• **Directions**: Select and copy every line of the rows below that contains the word "window", matching case exactly.

-- Records provided start --

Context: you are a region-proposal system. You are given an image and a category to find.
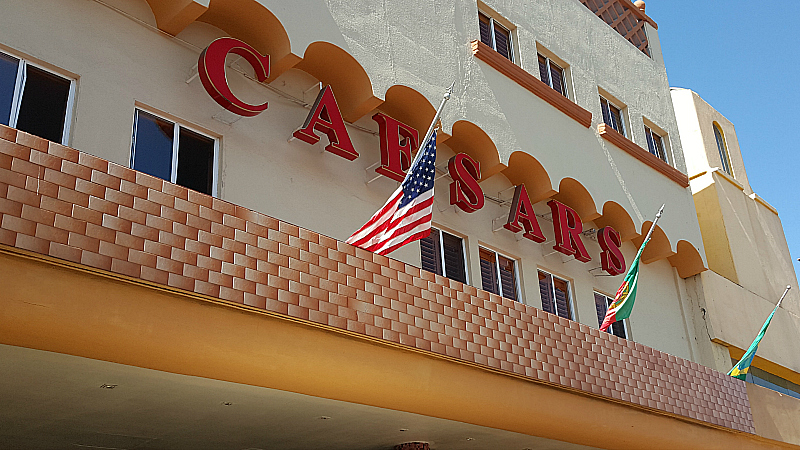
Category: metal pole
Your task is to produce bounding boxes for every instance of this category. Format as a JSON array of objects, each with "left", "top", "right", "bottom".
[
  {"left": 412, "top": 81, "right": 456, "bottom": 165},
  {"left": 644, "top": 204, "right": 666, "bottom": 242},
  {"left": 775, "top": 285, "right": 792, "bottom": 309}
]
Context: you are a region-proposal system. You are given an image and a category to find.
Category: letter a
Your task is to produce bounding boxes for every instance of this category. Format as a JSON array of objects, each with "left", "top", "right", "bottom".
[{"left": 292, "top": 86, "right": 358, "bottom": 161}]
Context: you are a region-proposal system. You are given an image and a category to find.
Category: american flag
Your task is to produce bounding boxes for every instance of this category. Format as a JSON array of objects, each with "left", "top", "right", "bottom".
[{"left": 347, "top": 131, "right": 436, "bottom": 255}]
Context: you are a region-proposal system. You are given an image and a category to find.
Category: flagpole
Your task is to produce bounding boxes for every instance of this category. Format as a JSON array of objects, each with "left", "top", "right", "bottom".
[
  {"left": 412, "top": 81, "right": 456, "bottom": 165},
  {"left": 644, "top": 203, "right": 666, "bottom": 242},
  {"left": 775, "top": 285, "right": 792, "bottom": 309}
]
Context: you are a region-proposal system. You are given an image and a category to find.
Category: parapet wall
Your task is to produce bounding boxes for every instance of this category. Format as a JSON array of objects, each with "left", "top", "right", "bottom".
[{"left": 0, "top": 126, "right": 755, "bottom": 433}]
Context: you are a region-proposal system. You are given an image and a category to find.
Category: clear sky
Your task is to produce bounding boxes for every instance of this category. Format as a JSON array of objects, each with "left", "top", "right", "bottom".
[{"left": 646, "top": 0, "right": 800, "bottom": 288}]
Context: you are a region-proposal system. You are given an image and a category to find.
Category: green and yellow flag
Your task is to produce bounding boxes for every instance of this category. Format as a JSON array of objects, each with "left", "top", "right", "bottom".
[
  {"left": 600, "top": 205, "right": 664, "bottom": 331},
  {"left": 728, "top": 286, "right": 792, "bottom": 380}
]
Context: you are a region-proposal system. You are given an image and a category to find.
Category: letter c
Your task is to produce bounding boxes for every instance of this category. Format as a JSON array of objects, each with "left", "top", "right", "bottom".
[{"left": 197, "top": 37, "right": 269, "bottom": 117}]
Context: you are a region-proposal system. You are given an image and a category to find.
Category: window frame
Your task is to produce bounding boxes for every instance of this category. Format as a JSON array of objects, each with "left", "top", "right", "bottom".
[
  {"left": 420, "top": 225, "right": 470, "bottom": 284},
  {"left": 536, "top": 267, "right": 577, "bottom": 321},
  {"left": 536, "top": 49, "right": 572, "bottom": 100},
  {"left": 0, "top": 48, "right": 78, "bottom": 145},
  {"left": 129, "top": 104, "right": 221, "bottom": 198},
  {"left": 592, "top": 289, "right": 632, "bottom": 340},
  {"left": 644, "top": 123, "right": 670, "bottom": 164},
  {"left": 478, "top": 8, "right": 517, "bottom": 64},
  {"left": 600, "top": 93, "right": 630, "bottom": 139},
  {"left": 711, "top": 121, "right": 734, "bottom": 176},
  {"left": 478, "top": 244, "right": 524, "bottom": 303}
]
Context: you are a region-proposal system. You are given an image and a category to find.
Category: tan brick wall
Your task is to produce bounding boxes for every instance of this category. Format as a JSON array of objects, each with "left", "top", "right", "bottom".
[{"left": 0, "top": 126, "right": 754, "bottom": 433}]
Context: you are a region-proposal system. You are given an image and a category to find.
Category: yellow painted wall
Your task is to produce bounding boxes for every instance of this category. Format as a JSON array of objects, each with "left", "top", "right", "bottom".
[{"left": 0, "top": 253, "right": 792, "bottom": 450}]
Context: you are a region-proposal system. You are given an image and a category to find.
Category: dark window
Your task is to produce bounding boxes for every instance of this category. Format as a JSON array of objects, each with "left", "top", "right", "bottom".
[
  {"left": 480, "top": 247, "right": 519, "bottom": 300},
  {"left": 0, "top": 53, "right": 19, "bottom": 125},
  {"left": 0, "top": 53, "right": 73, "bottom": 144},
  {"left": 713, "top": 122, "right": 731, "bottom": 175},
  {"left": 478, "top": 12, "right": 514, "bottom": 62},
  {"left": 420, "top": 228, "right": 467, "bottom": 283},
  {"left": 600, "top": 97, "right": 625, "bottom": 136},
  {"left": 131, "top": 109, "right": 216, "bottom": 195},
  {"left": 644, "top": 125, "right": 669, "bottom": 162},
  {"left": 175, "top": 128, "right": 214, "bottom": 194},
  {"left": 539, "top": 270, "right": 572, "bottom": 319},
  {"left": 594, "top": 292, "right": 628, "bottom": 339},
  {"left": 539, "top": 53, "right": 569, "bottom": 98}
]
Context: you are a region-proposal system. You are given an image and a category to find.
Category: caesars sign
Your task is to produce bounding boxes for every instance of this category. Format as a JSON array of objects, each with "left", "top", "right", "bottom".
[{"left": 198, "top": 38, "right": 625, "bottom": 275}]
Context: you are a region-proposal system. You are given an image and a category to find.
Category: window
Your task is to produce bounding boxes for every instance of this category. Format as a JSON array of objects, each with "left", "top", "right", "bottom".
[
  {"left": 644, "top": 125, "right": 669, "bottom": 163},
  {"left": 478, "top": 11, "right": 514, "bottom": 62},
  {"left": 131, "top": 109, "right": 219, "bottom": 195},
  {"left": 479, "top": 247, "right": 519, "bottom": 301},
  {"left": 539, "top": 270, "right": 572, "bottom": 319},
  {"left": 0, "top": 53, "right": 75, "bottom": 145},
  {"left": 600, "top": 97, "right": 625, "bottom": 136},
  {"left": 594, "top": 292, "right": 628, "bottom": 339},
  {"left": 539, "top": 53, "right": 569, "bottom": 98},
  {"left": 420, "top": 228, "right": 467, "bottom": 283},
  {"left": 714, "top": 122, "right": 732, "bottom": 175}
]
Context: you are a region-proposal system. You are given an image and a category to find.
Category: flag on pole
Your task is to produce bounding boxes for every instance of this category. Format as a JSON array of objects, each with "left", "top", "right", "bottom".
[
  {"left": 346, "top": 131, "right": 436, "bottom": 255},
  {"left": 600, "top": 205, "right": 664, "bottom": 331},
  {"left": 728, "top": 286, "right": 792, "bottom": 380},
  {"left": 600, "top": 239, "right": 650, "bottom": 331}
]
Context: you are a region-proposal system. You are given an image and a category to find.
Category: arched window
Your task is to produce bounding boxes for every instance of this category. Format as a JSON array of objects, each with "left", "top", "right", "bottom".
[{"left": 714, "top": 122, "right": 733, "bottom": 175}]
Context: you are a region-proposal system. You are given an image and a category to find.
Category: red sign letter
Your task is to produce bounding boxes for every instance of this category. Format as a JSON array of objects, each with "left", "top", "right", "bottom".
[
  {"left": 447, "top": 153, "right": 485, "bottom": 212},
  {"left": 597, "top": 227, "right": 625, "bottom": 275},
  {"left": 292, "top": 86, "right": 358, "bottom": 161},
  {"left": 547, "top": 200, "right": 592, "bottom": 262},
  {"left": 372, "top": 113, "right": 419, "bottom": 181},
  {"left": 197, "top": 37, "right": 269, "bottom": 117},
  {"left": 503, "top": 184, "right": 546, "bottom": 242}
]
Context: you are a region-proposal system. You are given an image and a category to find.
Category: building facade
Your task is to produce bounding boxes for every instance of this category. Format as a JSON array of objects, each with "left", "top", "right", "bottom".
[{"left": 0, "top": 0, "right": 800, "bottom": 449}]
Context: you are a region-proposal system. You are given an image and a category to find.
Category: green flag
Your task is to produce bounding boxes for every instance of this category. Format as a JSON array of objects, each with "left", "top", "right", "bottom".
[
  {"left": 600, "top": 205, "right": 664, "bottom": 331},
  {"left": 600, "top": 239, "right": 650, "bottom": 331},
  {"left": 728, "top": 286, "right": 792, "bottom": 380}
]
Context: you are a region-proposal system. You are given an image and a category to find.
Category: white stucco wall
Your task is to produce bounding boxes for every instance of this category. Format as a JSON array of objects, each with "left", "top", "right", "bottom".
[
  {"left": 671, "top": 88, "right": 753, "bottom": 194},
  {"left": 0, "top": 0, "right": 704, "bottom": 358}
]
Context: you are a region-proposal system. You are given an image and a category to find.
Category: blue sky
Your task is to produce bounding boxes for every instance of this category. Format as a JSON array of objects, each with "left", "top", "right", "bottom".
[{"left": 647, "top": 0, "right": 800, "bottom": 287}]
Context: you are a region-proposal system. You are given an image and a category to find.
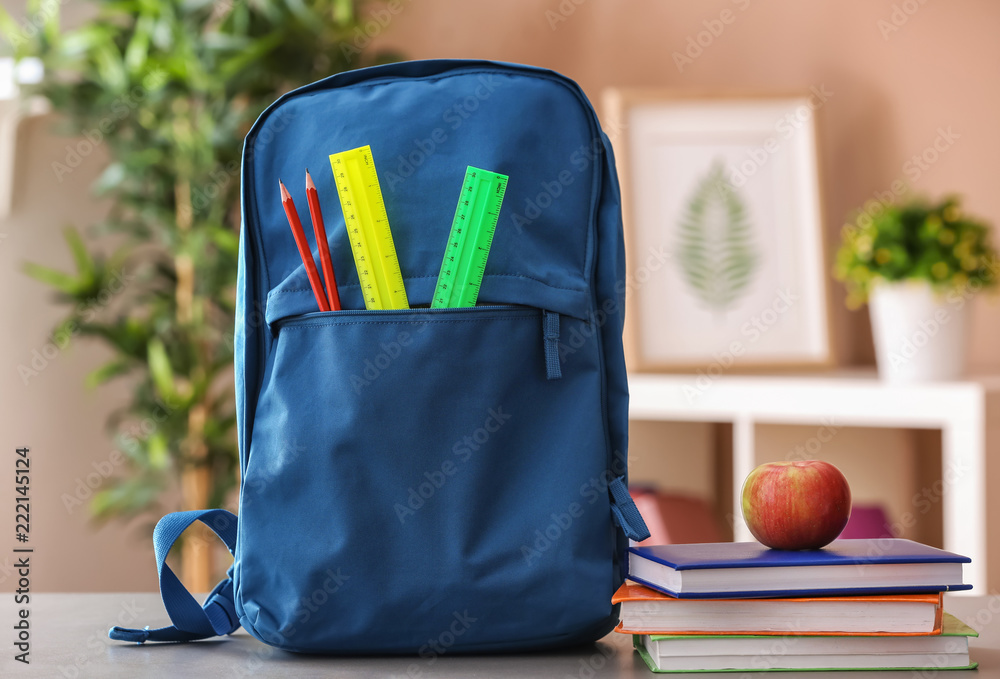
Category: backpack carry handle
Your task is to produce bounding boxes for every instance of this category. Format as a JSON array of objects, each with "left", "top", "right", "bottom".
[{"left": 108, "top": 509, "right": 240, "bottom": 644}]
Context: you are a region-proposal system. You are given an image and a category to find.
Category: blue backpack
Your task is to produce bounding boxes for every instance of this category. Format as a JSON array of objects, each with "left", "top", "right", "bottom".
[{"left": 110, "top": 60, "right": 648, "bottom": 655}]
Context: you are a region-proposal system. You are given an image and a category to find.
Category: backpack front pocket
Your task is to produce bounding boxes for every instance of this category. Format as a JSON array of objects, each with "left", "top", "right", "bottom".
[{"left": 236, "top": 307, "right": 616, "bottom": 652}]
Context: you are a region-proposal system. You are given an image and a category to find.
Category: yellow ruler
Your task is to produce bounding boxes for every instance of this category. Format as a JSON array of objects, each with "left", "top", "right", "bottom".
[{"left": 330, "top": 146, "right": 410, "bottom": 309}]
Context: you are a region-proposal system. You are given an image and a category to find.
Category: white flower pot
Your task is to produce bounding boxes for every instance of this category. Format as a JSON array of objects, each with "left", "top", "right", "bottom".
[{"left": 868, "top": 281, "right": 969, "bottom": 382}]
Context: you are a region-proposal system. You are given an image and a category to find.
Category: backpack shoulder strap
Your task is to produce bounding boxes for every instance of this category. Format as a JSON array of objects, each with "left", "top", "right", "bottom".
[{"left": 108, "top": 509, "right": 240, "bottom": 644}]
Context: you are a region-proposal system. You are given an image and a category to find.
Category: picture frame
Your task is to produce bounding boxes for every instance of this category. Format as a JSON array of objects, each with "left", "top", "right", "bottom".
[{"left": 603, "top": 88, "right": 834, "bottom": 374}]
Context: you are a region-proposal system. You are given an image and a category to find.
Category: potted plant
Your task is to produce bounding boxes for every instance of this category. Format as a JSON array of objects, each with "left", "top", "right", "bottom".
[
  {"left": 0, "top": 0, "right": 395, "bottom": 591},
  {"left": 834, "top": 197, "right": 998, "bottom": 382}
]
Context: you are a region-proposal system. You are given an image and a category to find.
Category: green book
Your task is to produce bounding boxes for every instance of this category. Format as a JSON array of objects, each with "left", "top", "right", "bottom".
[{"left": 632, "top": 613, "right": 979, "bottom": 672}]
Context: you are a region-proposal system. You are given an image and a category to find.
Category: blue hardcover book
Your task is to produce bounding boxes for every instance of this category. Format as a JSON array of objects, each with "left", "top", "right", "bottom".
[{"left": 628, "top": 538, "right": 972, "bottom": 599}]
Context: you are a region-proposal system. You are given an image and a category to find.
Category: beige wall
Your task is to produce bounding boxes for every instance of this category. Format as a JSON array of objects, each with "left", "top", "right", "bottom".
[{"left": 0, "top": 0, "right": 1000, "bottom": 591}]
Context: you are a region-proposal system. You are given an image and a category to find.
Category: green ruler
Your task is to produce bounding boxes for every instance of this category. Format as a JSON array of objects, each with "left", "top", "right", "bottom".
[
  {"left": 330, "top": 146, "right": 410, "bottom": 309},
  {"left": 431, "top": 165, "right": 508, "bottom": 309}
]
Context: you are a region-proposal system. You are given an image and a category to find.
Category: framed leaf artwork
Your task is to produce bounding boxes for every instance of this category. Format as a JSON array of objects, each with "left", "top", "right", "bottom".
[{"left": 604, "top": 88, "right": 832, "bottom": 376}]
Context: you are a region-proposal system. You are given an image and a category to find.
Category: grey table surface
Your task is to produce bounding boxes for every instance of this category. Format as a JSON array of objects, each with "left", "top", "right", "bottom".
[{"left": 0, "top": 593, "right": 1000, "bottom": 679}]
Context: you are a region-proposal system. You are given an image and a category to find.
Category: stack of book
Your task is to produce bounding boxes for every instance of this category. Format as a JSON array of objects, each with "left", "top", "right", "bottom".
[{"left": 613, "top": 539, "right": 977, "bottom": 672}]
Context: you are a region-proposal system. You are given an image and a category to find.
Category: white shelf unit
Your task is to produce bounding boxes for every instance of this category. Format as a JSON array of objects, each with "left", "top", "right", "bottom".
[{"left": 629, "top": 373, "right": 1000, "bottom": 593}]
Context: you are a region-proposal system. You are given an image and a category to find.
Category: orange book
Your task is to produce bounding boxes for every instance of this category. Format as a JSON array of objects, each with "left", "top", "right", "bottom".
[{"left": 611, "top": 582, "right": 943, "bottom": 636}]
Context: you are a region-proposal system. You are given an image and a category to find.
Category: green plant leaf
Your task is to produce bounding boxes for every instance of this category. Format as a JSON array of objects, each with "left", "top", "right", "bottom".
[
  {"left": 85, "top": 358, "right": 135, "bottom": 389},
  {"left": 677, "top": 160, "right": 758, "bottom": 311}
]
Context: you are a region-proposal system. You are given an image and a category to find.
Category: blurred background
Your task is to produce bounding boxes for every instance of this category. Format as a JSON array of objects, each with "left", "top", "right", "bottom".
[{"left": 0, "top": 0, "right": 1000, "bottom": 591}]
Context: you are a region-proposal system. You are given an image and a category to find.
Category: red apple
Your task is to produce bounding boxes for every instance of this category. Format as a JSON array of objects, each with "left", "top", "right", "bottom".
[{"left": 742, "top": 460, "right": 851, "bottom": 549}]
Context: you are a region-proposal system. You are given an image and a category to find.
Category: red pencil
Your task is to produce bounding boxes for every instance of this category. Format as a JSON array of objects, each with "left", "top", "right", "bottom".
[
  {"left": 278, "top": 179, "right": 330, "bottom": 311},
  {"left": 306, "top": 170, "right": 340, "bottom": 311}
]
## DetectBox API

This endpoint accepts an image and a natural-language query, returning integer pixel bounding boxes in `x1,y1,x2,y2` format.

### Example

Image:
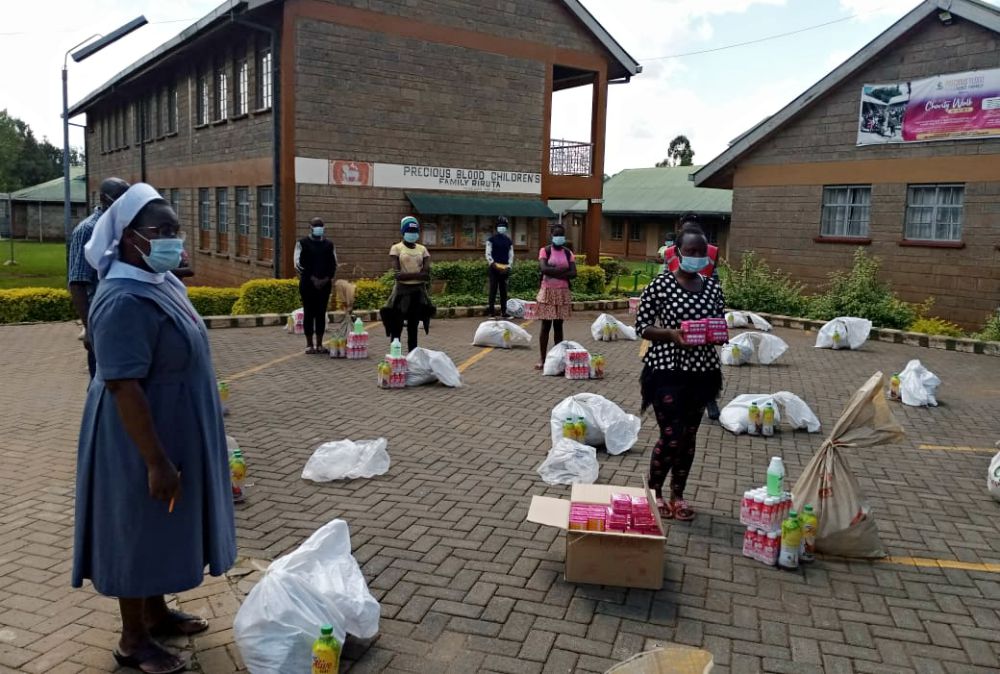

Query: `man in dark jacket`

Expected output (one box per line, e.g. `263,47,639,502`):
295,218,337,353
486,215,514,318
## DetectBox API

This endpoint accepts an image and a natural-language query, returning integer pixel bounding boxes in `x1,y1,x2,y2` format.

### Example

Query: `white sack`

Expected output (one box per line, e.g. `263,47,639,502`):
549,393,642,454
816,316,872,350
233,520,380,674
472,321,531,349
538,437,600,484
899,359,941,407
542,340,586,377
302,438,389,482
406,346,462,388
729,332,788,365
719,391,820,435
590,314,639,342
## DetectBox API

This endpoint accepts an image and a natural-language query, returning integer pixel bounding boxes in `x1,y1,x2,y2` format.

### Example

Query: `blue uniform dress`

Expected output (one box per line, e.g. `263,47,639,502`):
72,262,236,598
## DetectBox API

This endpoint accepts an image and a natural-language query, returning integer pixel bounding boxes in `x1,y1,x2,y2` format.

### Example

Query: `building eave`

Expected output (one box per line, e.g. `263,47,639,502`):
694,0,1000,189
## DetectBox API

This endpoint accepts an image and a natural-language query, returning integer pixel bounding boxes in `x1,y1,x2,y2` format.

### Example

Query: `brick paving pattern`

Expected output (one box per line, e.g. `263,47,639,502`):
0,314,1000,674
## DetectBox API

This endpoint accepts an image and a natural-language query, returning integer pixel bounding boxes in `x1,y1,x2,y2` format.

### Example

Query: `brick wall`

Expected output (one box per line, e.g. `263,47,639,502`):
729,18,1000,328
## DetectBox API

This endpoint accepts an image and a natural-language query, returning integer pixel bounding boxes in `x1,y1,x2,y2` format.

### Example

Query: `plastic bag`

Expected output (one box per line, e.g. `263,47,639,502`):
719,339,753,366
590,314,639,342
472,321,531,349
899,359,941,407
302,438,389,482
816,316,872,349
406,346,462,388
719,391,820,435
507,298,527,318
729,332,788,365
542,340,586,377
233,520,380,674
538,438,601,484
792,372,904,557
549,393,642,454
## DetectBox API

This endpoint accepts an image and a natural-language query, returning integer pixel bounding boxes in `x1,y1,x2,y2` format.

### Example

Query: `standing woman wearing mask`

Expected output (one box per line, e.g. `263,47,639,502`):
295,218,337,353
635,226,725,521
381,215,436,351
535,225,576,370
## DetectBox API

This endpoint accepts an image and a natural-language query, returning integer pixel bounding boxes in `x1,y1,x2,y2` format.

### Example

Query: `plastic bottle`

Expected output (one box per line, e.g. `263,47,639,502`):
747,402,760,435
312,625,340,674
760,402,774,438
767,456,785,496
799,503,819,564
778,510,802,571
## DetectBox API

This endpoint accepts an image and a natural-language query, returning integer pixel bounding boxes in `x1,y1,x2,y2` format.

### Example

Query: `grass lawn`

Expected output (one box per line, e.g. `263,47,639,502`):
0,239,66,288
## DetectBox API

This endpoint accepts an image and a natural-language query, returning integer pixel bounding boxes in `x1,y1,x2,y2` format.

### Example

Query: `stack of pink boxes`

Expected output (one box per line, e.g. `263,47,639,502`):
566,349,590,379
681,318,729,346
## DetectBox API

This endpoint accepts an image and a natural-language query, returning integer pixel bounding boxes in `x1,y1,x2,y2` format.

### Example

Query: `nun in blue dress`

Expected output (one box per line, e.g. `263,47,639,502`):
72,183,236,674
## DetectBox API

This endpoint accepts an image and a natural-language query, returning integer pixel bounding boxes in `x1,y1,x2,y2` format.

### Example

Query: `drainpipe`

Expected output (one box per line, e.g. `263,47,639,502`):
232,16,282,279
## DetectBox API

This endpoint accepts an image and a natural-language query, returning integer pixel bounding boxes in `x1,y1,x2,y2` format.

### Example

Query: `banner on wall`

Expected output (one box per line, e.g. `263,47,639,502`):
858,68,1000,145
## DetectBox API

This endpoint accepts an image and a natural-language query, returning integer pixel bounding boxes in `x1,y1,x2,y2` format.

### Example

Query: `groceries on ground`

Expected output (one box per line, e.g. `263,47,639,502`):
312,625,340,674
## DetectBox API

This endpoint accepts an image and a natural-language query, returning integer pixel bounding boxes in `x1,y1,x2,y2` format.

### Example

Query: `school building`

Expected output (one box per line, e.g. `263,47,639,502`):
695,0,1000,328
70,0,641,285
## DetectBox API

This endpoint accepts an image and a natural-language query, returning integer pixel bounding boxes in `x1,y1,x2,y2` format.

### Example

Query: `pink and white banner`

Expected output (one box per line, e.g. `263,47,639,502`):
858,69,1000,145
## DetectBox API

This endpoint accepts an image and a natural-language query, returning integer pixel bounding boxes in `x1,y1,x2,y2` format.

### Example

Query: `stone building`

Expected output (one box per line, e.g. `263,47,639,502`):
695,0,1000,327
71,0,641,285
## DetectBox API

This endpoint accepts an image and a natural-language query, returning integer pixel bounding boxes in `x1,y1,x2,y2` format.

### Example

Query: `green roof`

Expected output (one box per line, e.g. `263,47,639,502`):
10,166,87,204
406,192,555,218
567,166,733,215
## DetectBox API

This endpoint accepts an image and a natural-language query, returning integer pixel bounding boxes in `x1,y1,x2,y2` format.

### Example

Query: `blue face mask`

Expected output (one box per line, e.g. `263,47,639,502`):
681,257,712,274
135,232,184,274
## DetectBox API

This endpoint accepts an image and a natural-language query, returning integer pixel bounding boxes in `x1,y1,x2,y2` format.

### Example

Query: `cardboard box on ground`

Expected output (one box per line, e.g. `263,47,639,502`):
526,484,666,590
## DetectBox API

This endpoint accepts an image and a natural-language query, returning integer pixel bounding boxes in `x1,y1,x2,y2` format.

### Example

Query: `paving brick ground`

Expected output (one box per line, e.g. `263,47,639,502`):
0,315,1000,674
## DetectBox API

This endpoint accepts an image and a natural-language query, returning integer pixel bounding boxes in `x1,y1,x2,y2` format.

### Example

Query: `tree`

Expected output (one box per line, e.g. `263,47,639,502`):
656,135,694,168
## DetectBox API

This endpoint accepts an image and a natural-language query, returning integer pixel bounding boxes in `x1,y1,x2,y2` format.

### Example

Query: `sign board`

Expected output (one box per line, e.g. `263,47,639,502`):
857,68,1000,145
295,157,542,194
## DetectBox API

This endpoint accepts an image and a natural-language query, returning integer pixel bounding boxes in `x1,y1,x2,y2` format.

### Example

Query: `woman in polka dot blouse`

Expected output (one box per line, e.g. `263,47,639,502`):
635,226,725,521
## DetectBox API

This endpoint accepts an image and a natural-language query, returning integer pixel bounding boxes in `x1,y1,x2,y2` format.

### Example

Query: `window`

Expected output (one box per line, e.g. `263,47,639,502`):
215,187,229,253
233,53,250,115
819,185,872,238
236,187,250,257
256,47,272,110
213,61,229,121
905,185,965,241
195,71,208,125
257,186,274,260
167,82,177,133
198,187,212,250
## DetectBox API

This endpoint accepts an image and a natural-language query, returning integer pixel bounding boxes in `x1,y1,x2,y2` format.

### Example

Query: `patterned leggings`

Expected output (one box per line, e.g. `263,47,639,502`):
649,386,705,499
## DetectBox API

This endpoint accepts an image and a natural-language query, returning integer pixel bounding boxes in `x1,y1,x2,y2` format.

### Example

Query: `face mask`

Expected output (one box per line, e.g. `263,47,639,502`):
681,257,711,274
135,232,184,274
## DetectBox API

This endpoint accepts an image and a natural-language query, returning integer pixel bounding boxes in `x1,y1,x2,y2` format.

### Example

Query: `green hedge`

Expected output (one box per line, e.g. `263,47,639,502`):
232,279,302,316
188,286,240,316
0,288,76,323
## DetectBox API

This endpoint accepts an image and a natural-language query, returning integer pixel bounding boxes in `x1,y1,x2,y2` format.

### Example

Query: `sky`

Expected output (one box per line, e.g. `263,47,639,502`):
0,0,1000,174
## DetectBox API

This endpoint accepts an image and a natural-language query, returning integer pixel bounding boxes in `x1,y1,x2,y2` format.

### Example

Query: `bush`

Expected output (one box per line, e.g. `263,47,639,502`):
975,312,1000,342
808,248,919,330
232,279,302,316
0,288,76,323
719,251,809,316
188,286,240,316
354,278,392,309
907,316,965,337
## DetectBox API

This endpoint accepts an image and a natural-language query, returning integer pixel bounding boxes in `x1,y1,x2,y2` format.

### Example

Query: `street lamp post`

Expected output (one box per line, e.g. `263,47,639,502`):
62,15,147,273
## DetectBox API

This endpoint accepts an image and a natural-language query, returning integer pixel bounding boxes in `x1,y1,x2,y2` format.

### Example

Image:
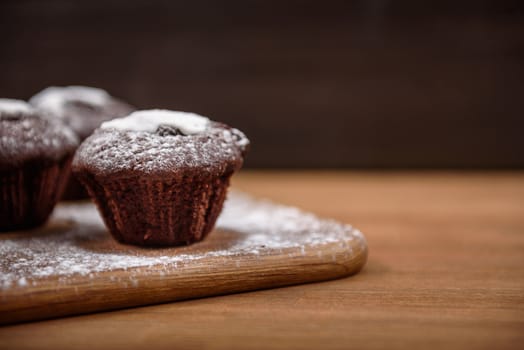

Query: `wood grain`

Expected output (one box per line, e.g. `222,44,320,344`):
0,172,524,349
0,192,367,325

-- Records provided end --

• **The reply**:
Category: window frame
Category: dark window
Category: window
Category: arched window
Query: `window`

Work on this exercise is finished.